PAGE TEXT —
——————————

Not too common, I think, but it can be solved incrementally with existing *nix tools. It's not hard but there are several steps. Note that I'm using my steps below to figure out what needs to be done to implement your requirement, and to teach a little bit. Only the final command at the very bottom of this post needs to be run to get the job done.

First, use equery to discover a list of installed packages and determine what the equery output looks like when piped:
Code:
equery list -i | less
which produced output something like the following:
Code:
 * installed packages
app-admin/eselect-1.0
app-admin/logrotate-3.7.1-r2
app-admin/perl-cleaner-1.03
app-admin/showconsole-1.07
app-admin/sudo-1.6.8_p9-r2
...
Note that useful utilities often omit special formatting when they see that their standard output has been redirected, which is why I piped the output to less: just to see what happened so that I could design the next step properly.

Next, use awk to get rid of that pesky first line and then pipe the result of that into xargs to run equery size against all of those packages (again piped to less to see what the piped output looks like):
Code:
equery list -i | awk 'NR > 1' | xargs -i equery size ={} | less
This produced output something like:
Code:
app-admin/eselect-1.0: total(64), inaccessible(0), size(147665)
app-admin/logrotate-3.7.1-r2: total(17), inaccessible(0), size(39631)
app-admin/perl-cleaner-1.03: total(7), inaccessible(0), size(14738)
app-admin/showconsole-1.07: total(28), inaccessible(0), size(54142)
app-admin/sudo-1.6.8_p9-r2: total(35), inaccessible(0), size(308604)

——————————

INFORMATION GIVEN —
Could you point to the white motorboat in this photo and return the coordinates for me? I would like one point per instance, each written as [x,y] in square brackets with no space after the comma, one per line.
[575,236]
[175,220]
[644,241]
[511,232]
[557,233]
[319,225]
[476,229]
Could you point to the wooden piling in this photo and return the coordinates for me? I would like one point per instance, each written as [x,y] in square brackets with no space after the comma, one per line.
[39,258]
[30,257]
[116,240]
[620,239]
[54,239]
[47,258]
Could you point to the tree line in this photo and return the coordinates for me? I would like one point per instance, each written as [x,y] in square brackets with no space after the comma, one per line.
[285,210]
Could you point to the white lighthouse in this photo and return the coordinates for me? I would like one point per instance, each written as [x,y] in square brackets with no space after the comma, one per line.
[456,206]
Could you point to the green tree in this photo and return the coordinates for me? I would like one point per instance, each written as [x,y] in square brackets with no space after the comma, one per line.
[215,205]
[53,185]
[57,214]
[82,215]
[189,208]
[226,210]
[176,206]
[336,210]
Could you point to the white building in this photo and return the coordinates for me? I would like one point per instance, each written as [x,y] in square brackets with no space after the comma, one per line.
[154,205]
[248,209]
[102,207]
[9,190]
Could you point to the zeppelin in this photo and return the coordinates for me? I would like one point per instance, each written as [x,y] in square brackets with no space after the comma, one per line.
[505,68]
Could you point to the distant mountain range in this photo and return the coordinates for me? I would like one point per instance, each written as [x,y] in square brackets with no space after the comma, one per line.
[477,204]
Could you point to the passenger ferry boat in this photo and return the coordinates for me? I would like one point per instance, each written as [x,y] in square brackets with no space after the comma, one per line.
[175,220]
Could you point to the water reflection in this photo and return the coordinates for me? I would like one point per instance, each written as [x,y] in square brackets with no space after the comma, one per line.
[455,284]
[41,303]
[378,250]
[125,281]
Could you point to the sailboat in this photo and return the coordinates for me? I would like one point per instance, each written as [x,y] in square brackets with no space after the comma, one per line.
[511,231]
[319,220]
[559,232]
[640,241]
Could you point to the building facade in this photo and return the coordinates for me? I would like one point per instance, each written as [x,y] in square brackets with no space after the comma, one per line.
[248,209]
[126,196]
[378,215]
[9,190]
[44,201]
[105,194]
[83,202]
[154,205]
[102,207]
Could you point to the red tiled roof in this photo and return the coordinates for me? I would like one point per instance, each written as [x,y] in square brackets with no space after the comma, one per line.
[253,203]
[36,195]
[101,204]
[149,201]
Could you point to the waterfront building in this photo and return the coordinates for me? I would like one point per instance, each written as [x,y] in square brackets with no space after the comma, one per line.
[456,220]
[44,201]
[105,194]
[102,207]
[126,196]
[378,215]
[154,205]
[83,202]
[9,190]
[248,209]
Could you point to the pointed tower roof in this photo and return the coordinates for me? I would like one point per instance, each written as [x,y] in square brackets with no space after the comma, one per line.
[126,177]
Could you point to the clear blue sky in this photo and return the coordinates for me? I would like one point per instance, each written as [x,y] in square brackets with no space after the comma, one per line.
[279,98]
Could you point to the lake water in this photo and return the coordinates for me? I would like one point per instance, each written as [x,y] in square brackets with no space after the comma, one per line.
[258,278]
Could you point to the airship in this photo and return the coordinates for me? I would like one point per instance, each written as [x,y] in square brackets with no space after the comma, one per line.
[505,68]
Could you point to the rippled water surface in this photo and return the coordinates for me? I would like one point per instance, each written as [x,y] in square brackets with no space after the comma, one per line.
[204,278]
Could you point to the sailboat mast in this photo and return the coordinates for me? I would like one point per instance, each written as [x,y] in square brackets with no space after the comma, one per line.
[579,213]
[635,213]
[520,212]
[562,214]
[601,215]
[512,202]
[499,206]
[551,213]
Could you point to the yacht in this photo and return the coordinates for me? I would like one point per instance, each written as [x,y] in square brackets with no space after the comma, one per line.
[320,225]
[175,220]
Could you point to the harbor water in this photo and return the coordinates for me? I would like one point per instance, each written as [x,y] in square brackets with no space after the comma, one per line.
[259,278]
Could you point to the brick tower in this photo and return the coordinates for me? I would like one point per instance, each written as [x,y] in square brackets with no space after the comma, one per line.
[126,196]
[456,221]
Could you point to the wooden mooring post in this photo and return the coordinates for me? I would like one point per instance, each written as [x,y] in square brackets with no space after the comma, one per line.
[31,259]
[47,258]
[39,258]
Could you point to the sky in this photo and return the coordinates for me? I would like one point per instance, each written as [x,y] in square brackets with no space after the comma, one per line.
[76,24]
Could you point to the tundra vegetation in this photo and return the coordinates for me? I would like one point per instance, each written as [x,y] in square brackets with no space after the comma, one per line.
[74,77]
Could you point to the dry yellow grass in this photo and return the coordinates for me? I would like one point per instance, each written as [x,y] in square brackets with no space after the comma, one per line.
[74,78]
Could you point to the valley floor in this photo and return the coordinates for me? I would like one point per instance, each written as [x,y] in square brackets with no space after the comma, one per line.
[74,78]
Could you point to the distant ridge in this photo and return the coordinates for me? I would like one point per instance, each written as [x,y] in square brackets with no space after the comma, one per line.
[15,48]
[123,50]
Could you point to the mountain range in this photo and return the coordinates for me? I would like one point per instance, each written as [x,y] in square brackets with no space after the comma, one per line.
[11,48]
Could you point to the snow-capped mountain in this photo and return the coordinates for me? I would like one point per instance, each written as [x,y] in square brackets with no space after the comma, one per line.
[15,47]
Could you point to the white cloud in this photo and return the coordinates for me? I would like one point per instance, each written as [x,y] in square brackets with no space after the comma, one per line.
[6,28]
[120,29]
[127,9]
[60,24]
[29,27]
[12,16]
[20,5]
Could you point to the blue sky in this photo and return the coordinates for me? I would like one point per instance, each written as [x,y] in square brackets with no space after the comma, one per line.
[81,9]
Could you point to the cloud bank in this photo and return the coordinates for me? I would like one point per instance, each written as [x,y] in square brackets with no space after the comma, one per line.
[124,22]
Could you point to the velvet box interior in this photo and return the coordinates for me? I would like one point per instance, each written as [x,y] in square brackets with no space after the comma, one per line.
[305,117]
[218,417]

——————————

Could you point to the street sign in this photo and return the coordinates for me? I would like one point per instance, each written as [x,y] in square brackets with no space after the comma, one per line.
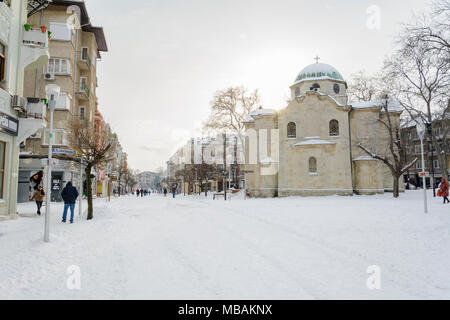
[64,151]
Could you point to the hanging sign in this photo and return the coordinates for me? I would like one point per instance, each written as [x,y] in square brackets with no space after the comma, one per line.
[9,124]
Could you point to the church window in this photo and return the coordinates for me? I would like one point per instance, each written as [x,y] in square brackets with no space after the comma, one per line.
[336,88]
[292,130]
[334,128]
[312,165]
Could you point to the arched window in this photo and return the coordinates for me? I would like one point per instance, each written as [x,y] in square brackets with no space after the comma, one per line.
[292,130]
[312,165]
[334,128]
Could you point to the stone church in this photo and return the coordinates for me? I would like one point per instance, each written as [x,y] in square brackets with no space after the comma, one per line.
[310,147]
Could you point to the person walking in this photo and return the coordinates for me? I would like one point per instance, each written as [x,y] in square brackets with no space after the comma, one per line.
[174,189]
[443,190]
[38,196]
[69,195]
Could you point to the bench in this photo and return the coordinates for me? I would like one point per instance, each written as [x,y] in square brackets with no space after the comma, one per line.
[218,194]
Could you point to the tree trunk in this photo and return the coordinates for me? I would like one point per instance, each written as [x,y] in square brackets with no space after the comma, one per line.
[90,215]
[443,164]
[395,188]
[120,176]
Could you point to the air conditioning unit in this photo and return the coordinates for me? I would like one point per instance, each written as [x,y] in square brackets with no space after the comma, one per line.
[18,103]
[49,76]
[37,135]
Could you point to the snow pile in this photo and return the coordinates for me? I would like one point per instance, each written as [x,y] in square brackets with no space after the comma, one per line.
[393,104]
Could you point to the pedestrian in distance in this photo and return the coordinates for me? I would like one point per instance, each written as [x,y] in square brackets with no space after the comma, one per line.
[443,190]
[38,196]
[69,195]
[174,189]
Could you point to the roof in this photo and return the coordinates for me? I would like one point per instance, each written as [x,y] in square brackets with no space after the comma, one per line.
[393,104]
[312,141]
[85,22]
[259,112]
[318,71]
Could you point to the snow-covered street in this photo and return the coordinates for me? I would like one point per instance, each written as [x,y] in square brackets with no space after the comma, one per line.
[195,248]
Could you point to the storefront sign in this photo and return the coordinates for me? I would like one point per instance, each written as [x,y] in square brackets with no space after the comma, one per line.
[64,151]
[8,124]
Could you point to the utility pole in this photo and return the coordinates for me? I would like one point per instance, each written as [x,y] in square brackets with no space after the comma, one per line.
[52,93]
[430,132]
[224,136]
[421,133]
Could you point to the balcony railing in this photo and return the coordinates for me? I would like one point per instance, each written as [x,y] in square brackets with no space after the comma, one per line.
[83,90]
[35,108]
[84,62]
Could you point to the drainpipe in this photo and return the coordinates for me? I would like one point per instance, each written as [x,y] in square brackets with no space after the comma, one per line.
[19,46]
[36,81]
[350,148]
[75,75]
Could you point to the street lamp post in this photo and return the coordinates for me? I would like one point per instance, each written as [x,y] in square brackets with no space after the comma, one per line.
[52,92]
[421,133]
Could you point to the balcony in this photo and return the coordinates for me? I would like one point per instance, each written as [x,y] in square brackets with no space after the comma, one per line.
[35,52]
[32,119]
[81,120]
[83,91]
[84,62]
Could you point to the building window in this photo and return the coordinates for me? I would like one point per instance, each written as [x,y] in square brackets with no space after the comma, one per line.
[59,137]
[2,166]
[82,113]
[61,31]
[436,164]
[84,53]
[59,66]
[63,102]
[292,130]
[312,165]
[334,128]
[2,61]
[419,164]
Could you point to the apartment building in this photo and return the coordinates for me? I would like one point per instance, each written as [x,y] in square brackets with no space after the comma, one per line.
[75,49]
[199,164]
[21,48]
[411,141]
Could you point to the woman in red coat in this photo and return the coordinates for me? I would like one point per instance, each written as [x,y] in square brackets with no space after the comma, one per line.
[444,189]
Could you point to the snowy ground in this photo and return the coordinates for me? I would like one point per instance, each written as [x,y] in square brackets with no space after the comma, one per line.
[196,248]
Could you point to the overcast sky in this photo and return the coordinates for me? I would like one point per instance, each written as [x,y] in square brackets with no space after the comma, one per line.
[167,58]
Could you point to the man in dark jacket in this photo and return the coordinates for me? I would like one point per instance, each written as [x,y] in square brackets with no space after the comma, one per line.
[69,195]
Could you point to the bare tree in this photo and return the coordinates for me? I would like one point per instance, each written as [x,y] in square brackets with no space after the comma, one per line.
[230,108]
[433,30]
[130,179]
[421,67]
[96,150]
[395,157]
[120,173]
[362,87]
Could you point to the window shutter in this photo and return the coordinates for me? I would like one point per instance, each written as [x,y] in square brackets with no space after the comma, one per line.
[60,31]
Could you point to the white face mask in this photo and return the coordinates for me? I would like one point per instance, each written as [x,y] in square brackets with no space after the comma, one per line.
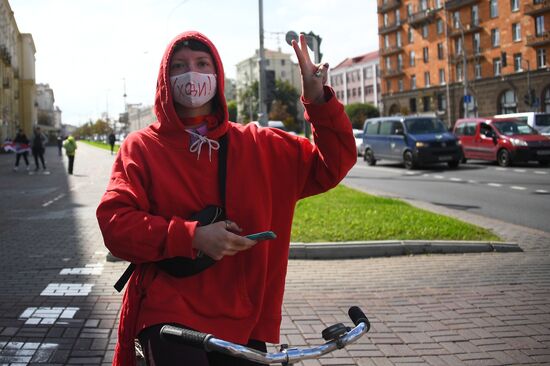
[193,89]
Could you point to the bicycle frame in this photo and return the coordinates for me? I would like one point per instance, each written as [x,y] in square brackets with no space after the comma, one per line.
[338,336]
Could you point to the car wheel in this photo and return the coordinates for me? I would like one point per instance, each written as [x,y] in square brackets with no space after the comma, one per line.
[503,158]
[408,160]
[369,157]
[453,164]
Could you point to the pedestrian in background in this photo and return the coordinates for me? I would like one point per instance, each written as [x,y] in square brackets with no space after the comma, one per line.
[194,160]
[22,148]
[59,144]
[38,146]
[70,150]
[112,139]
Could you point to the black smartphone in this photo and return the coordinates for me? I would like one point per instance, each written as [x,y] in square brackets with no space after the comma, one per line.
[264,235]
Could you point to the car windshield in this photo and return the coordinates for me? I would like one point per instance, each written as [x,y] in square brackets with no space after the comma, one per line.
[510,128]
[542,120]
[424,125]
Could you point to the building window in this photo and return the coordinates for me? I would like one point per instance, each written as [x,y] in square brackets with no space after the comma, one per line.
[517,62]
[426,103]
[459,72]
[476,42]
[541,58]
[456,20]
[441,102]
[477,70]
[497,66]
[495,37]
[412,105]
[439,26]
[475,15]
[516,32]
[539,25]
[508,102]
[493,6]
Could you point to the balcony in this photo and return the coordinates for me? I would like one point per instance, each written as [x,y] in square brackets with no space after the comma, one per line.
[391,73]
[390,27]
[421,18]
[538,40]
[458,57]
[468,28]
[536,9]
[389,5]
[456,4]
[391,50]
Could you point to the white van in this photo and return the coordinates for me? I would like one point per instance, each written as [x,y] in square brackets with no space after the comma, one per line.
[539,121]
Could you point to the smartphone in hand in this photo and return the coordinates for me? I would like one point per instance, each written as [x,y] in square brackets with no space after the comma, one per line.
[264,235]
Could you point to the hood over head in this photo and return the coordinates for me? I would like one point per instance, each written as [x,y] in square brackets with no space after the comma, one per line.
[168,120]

——————————

WORK INSTRUCTIONS —
1. Summarize the equery post in two sentences.
2. Pick up the equery post after its last line and continue writing it.
The lines have nothing to do with the equery post.

EXPECTED RESULTS —
1. The equery post works out, step by step with existing *nix tools, how to meet the asker's requirement, and notes that only the final command at the very bottom needs to be run. It first pipes equery list -i to less to see the output, then uses awk to drop the first line and xargs to run equery size on each installed package, which lists each package's total, inaccessible, and size figures.

2.
...

Okay, now we're getting somewhere. Use another relatively short awk script to format the data for sorting. The script is getting a little cumbersome for the command line so I put it into a file. I've named the file "trim.awk":
Code:
#!/bin/awk
#
#   Format the output of "equery size ..." for sorting.
#
{
    # Get rid of the trailing ':' character.
    Field1 = substr($1, 1, length($1) - 1);

    # Get rid of the bracketing 'size()' characters.
    Field2 = substr($4, 6, length($4) - 6);

    printf "%10u %s\n", Field2, Field1;
}

I took the liberty of formatting the numbers in a right-justified fashion so that the final output would come out nice. Now we can add this script to the command line and pipe that output into sort:
Code:
equery list -i | awk 'NR > 1' | xargs -i equery size ={} | awk -f trim.awk | sort -k1
which produces nice sorted, formatted output:
Code:
         0 virtual/libiconv-0
         0 virtual/libintl-0
         0 virtual/libstdc++-3.3
         0 virtual/perl-MIME-Base64-3.07
         0 virtual/perl-Storable-2.15
         0 virtual/perl-Test-Simple-0.62
         0 virtual/qmail-1.03
      1125 sys-apps/coldplug-20040920-r1
      1491 sys-apps/hotplug-base-20040401
       ...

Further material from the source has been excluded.